##### SUPPLIED TEXT

# Looking for comments on I-series blowers (i522/i524/i722/i724/etc...)



## russkat (Feb 25, 2015)

I know some of you have used or currently own one of these blowers...

















You know, the ones with the funky shifter down close to the engine.

How do they do in snow over 8 inches ?

Are the chutes similar or the same as the large frame models ? 
Do they throw nicely like the large frame Snappers?

Are the top and low speeds too fast/slow ?

Are the handles too high/low ?

Is the drive mechanism the same as the large frame (on a smaller scale perhaps) ?

I had a friend of mine remind me that most (80-90%) of the storms we get here can probably be handled quite nicely by one of these models. 

Your thoughts/comments are appreciated.


----------



## UNDERTAKER (Dec 30, 2013)

Kinda looks like one of those MTD'S if you ask me.k:k:k:k:k:


----------



## jtclays (Sep 24, 2010)

I fixed one that was like a 6hp or something, bad carb/dirty gas situation for a friend. I thought they were a pretty sturdy, medium level residential blower for MI. Personally I think all the 70's to 90's blowers have low handles and I'm only 6'2". It's a bit more heavy than any MTD brand blower for sure. For Colorado, I think it's undersized, IMO.


----------



## russkat (Feb 25, 2015)

jtclays said:


> I fixed one that was like a 6hp or something, bad carb/dirty gas situation for a friend. I thought they were a pretty sturdy, medium level residential blower for MI. Personally I think all the 70's to 90's blowers have low handles and I'm only 6'2". It's a bit more heavy than any MTD brand blower for sure. For Colorado, I think it's undersized, IMO.


Thanks for the input !


----------



## jtclays (Sep 24, 2010)

##########

* _TASKS FOR THIS EXERCISE_
• A. From the snowblower thread, output the passage starting at "How do they" and ending at "too high/low ?".
• B. List every blower model number that appears in the title of the snowblower thread.
• C. In the snowblower thread, what problem did jtclays find on the blower he fixed for a friend?

##### SUPPLIED RECORDS

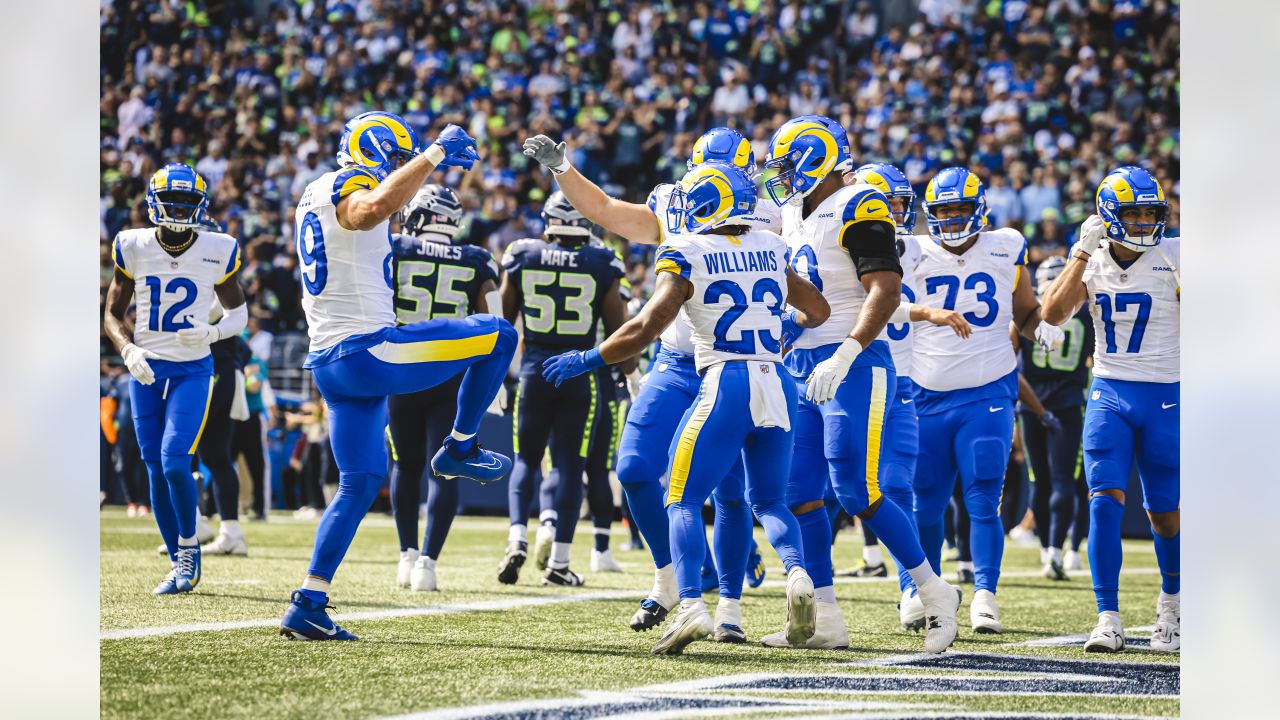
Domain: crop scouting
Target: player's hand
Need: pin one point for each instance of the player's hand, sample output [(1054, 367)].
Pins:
[(949, 318), (571, 364), (547, 153), (1051, 423), (1092, 231), (827, 376), (1050, 337), (791, 329), (136, 360), (460, 147), (197, 335)]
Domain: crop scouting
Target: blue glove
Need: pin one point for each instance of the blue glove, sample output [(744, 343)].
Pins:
[(790, 328), (460, 147), (571, 364)]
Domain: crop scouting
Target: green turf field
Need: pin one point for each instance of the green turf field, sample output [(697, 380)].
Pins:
[(529, 650)]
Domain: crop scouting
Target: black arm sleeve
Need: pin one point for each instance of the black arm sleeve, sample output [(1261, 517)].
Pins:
[(872, 245)]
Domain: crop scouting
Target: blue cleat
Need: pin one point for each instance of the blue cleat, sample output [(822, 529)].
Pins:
[(306, 620), (475, 464), (754, 566)]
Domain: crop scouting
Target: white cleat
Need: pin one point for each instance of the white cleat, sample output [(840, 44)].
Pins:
[(421, 578), (227, 543), (406, 566), (984, 613), (1168, 634), (603, 561), (941, 604), (543, 545), (1107, 636), (690, 625)]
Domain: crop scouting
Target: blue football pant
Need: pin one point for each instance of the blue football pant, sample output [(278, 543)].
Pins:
[(973, 441), (717, 432), (168, 417), (412, 358)]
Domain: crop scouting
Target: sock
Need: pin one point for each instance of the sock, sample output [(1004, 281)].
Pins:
[(1105, 551), (872, 555), (1168, 556)]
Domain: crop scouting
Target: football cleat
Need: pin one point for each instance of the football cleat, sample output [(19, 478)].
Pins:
[(421, 577), (476, 464), (406, 565), (984, 613), (562, 577), (1107, 636), (306, 620), (603, 561), (941, 604), (690, 625), (508, 570), (754, 566), (1168, 634)]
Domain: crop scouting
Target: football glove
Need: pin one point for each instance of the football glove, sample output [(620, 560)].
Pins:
[(827, 376), (136, 360)]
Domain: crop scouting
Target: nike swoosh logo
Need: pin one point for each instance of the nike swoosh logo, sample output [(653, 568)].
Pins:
[(325, 630)]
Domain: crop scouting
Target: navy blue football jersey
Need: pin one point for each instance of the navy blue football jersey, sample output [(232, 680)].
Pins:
[(1059, 378), (561, 290), (437, 279)]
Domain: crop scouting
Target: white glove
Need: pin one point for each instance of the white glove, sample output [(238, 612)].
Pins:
[(635, 379), (136, 360), (827, 376), (1050, 337), (199, 333), (1092, 231)]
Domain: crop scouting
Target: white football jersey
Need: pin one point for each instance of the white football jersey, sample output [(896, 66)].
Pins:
[(1136, 313), (740, 285), (979, 285), (900, 336), (170, 292), (347, 286), (817, 255)]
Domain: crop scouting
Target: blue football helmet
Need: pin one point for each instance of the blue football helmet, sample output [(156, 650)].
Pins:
[(177, 197), (949, 187), (709, 196), (726, 145), (378, 142), (1132, 187), (892, 182), (434, 209), (804, 151)]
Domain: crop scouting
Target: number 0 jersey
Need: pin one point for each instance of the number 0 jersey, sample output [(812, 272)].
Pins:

##########

* _OUTPUTS BY TASK_
• A.
How do they do in snow over 8 inches ?

Are the chutes similar or the same as the large frame models ? 
Do they throw nicely like the large frame Snappers?

Are the top and low speeds too fast/slow ?

Are the handles too high/low ?

• B. i522, i524, i722, i724

• C. A bad carb and dirty gas.